— START Records supplied —

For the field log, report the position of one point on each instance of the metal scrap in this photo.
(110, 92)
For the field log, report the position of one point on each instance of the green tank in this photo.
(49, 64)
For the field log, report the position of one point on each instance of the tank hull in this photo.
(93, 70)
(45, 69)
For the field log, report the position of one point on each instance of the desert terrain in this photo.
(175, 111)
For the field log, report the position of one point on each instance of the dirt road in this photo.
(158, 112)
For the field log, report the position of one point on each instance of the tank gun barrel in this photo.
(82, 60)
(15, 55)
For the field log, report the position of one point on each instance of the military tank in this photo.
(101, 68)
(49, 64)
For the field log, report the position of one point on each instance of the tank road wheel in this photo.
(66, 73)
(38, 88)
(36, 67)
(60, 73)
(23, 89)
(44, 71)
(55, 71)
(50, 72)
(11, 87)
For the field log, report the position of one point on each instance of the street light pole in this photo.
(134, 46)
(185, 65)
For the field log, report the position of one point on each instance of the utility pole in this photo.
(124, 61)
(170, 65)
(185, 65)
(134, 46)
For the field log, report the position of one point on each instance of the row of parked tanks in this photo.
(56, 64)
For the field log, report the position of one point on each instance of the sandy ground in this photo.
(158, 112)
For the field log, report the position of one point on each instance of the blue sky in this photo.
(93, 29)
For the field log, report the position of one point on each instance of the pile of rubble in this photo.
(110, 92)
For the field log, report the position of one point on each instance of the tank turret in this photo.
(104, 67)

— END Records supplied —
— START Records supplied —

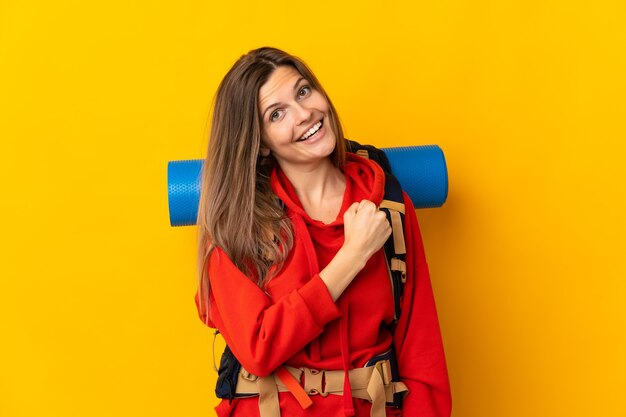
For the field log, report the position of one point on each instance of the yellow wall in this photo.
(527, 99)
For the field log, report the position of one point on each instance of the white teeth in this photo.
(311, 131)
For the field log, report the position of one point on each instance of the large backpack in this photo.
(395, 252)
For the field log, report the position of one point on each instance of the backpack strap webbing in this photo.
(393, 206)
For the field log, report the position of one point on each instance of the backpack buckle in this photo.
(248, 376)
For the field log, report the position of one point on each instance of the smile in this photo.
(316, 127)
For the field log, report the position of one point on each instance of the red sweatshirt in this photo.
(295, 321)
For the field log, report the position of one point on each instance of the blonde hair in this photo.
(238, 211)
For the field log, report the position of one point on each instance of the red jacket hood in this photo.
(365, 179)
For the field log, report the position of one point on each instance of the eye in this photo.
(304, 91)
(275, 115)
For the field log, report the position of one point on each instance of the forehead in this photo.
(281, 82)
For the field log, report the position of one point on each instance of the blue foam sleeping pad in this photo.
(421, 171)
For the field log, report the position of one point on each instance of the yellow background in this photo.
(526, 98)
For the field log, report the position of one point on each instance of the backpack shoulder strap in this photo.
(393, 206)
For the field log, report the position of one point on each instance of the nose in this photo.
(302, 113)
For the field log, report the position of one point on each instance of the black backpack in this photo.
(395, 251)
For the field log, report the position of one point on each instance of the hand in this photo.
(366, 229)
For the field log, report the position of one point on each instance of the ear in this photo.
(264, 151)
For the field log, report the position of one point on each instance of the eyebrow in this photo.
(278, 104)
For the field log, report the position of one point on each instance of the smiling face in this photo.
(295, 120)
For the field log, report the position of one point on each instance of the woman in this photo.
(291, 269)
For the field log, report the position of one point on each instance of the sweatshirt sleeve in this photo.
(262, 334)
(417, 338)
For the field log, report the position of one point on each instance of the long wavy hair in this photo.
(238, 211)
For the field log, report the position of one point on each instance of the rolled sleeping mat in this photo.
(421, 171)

— END Records supplied —
— START Records supplied —

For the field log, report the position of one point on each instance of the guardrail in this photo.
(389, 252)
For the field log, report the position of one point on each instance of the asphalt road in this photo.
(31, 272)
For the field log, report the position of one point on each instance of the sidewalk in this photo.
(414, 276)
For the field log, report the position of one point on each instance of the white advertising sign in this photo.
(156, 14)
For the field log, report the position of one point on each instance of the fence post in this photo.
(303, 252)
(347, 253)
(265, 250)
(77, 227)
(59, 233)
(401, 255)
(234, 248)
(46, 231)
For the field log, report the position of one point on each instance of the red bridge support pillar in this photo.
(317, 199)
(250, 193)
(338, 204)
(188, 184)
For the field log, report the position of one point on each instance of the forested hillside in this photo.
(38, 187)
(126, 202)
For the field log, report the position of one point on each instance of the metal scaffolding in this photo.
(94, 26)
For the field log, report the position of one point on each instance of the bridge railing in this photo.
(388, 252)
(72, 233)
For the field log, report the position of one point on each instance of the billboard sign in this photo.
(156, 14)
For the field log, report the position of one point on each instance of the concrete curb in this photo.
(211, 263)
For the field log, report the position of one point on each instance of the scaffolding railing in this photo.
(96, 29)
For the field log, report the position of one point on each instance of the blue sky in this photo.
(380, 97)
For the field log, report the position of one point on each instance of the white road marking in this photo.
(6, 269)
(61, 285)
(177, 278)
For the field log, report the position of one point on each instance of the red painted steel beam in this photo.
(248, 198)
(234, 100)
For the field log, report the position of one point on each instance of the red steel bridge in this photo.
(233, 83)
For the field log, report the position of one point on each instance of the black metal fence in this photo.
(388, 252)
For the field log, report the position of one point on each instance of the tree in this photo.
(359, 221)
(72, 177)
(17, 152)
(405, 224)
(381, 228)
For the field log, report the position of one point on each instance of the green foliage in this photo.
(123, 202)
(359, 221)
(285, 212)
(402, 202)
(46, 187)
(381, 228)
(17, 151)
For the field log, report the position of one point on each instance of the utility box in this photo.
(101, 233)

— END Records supplied —

> _Your task_
Count the lines in the records above that contain the word "sweatshirt", and give only that number.

> _Answer in full_
2